• _Document text_:
# # #
ApacheCon - Keynotes

2010-11-25 23:20
The first keynote was given by Dana Blankenhorn – a journalist and blogger regularly publishing tech articles with a clear focus on open source projects. Focussed on the evolution of open source projects with a special focus on Apache.

Coming from a research background the keynote given by Daniel Crichton from NASA was very interesting to me: According to the speaker scientists are facing challenges that are all to known to large and distributed corporations. Most areas in science is currently becoming more and more dependent on data intensive experiments. Examples include but are not limited to

  • The field of biology where huge numbers of experiments are needed to decipher the internal workings of proteins, or to be able to understand the fundamental concepts underlying data encoded in DNA.
  • In physics hadron collider experiments huge amounts of data are generated with each experiment. With facilities for running such experiments are expensive to build and the amount of data generated is for too large to be analysed by just one team groups of scientists are suddenly facing the issue of exchanging data with remote research groups. They suddenly run into the requirement of integrating their system to those of other groups. All of a sudden data formats and interfaces have to somehow be standardised.
  • Running space missions used to be limited to just a very small number of research institutions in a very tiny number of countries. However this is about to change as more countries are gaining the knowledge and facilities to run space missions. Again this leads to the need to be able to collaborate towards one common goal.
# # #
• _Data block_:
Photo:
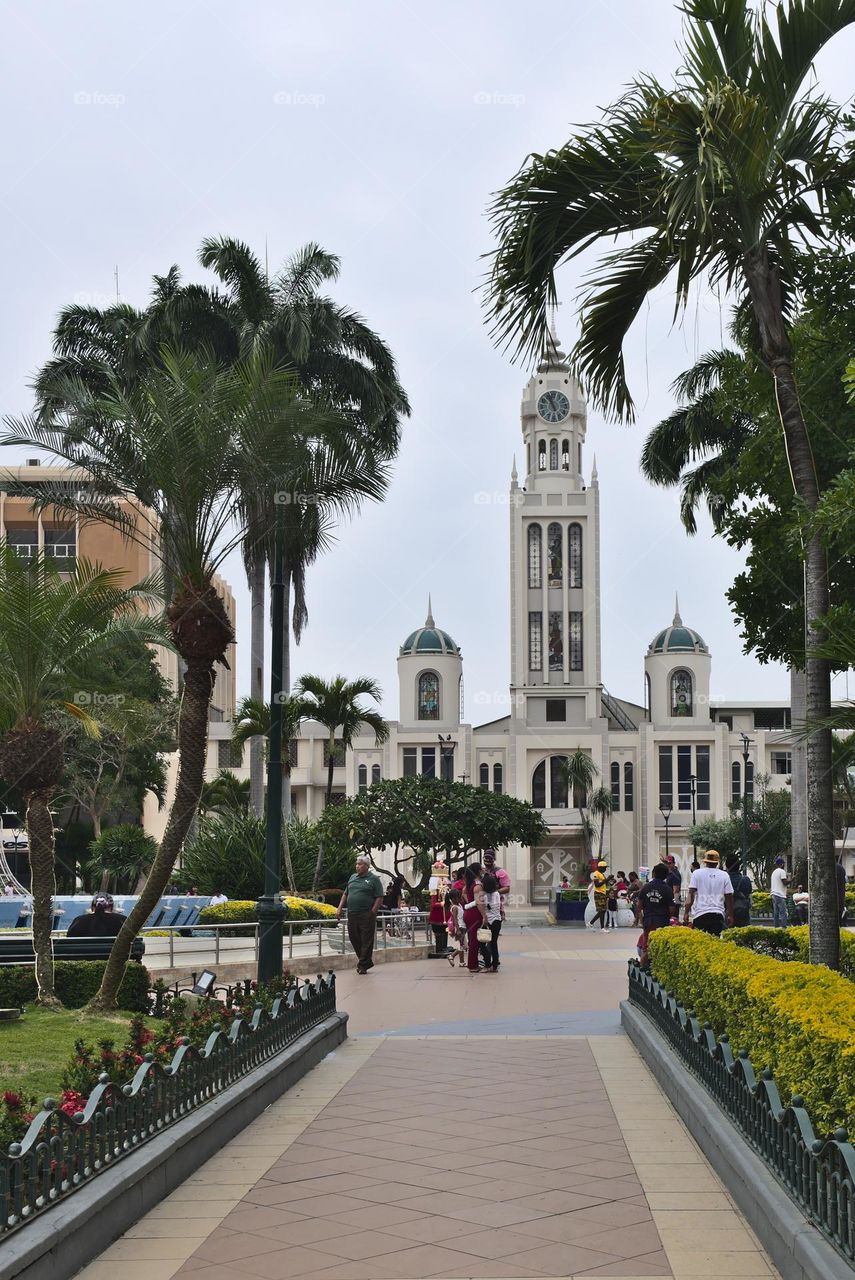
# # #
Can you continue the ApacheCon keynotes post after its final sentence?

• _Task answer_:
Not only are software systems so far distinct and incompatible. Even data formats used usually are incompatible. The result are scientists spending most of their time re-formatting, converting and importing datasets before being able to get any real work done. At the moment research groups are not used to working collaboratively in distributed teams. Usually experiments are run on specially crafted, one-of software that cannot be easily re-used, that does not adhere to any standards and that is being re-written over and over again by every research group. Re-using existing libraries is oftentimes a huge cultural shift as researchers seemingly are afraid of external dependencies, afraid of giving up control over part of their system.

One step into the right direction was taken by NASA earlier this year: They released their decision making support system OODT under a free software license (namely the Apache Software License) and put the project under incubation at Apache. The project currently is about to graduate to its own top level Apache project. This step is especially remarkable as successfully going through the incubator also means to have established a healthy community that is not only diverse but also open to accepting incoming patches and changes to the software. This means to not only give up control over your external dependencies but also having the project run in a meritocratic, community driven model. For the contributing organisation, this boils down to no longer having total control over the future roadmap of the project. In return this usually leads to higher community participation, and higher adoption in the wild.